* [Supplied passage]:

=======

‘Tis Pity: An Operatic Fantasia on Selling the Skin and the Teeth

by Jennifer Bryce

As expected, this was a refreshing beginning to the Vic Opera 2017 season. Vic Opera can be relied upon to come up with original, fresh offerings, leaving traditional grand opera to other companies. So one goes to a Vic Opera performance with open ears and an open mind.

The title comes from a play, written close to Shakespeare’s time: ‘Tis Pity She’s a Whore, by John Ford, written in 1633. As with the two other productions of hers I’ve seen (Die Sieben Todsunden, Brecht/ Weill and Music of Berlin – with Barry Humphries), Meow Meow was the centre-piece. The production probably couldn’t have come off without her. According to the program notes, director/ writer Cameron Menzies was inspired by working with Meow Meow on the Brech/Weill production and this led to the idea of a show about the history of prostitution. He worked on this concept with Richard Mills (composer, librettist and conductor) and Meow Meow and the piece – a ‘romp’ through the history of prostitution – was written in a month. What fun it must have been! I could sense the thrill and the terror (mentioned by Menzies) that this high-powered, speedy collaboration produced. It took only a month to write and takes a little over an hour to perform.

=======

* [Explore the material]:
1 > Decide whether each statement agrees with the opera review, answering yes or no and quoting the words that decide it: (a) The play the title comes from was written in 1633. (b) The piece took a year to write. (c) Richard Mills was also the conductor.
2 > Extract from the opera review the passage from "As expected, this" up to and including "an open mind.".
3 > Write what comes next in the opera review, continuing from its last sentence.
The rows that follow the opera review are not needed for anything here.

* [Dataset extract]:
=======

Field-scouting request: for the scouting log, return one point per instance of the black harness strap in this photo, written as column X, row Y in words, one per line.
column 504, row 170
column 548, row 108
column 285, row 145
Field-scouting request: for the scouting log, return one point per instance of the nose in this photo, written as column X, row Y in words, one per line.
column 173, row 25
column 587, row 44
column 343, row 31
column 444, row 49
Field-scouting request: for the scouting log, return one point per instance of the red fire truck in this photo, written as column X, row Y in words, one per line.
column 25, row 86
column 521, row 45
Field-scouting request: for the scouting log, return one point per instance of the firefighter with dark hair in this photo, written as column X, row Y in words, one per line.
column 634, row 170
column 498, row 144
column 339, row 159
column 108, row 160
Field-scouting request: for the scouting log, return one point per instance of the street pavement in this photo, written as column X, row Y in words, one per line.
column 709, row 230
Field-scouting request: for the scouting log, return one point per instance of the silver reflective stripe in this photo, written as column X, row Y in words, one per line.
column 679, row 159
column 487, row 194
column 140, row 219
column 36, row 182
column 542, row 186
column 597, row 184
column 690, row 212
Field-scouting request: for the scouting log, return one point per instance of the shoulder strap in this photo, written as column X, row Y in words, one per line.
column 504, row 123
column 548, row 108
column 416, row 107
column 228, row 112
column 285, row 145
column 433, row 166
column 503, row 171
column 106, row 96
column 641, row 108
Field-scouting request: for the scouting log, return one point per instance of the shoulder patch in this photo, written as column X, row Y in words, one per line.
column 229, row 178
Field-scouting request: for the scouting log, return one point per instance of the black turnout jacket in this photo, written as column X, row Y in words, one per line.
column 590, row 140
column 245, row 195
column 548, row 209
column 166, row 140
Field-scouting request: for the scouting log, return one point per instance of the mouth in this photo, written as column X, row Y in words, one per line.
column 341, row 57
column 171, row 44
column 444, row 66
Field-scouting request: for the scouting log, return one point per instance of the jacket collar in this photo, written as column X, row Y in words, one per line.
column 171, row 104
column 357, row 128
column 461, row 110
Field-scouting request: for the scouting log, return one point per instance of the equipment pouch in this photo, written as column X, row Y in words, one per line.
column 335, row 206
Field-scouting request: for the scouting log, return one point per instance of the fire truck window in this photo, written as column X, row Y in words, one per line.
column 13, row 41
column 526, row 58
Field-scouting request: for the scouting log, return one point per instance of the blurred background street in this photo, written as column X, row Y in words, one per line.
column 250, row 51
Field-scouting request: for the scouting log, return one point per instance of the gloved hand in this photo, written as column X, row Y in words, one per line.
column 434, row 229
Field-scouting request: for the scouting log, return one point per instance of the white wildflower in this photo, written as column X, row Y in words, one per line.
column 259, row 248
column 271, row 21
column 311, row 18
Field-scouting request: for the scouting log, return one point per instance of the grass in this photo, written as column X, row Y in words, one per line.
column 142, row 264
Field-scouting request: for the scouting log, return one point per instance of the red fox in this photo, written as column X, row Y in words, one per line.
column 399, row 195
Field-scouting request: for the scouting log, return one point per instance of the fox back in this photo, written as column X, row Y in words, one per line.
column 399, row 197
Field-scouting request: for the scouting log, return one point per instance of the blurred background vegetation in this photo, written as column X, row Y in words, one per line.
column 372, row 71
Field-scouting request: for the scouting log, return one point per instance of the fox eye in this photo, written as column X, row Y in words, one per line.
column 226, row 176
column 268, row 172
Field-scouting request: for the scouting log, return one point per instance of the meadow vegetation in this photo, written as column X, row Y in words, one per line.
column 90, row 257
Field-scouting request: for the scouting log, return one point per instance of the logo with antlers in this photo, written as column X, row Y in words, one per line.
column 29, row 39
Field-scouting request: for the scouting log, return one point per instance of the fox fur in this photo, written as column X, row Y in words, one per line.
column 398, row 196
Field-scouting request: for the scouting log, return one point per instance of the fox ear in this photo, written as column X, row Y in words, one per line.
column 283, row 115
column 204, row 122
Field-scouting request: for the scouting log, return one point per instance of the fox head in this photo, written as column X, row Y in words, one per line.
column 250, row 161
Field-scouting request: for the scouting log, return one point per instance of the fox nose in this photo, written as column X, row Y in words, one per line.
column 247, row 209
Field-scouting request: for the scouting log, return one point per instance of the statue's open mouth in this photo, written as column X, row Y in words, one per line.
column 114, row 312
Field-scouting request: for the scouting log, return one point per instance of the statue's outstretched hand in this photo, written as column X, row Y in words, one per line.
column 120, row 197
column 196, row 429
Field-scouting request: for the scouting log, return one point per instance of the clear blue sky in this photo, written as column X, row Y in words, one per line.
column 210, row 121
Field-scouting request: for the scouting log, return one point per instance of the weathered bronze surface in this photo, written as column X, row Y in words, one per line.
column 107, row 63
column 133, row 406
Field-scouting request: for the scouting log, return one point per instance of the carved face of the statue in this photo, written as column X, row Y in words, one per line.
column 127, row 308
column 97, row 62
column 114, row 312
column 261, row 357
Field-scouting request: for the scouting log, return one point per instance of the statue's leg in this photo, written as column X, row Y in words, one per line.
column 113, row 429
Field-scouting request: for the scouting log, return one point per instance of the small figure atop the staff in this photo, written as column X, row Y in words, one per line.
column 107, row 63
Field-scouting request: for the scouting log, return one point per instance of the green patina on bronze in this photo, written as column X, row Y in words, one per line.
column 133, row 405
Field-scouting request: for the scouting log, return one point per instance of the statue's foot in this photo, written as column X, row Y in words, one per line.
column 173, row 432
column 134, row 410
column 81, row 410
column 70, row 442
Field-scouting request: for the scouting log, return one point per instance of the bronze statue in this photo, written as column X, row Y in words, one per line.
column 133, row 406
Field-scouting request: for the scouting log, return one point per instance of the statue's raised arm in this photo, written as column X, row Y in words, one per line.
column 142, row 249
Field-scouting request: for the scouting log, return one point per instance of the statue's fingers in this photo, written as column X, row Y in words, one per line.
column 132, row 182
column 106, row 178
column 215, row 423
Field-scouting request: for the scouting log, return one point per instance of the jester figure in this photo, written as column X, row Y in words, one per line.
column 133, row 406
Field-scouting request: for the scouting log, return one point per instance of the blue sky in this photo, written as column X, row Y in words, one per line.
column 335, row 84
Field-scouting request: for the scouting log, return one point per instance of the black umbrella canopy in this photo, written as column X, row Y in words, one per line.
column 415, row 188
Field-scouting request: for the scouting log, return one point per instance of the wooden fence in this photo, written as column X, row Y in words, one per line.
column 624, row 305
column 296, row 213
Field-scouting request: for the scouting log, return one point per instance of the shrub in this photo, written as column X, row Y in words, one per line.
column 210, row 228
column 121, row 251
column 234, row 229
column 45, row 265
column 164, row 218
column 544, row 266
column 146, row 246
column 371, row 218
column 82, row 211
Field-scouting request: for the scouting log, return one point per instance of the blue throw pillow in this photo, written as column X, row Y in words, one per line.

=======

* [Responses for each task]:
1 >
(a) Yes: "written in 1633"
(b) No: "was written in a month"
(c) Yes: "(composer, librettist and conductor)"

2 >
As expected, this was a refreshing beginning to the Vic Opera 2017 season. Vic Opera can be relied upon to come up with original, fresh offerings, leaving traditional grand opera to other companies. So one goes to a Vic Opera performance with open ears and an open mind.

3 >
meow-meow_2

Meow Meow

The opera is constructed around ten vignettes and indeed one gets the idea that the story of the courtesan is roughly the same in every age. Of course, this is partly because this ‘profession’ has been controlled by men. Little has been written about male prostitutes through the ages. We are reminded that ‘women were classified, regulated and . . . enthusiastically . . . taxed . . . by men, in their patriarchal enthusiasm for regulation of pleasure.’

Days after attending the performance, my main recollection is of brilliant dancing by Meow Meow herself, Kanen Breen and three excellent support dancers. The music was vaudevillian, as one would expect, (no attempt that I could discern to have ancient Greek or Roman music) with some appropriate bursts of Charleston and, as later years were depicted, the sliding sounds of an Ondes Martenot.  The piece I mainly remember (and this because of the lyrics) was The Syphilis Song: ‘the Italians called it the Spanish disease, the Russians called it the Polish disease. . .’, etc.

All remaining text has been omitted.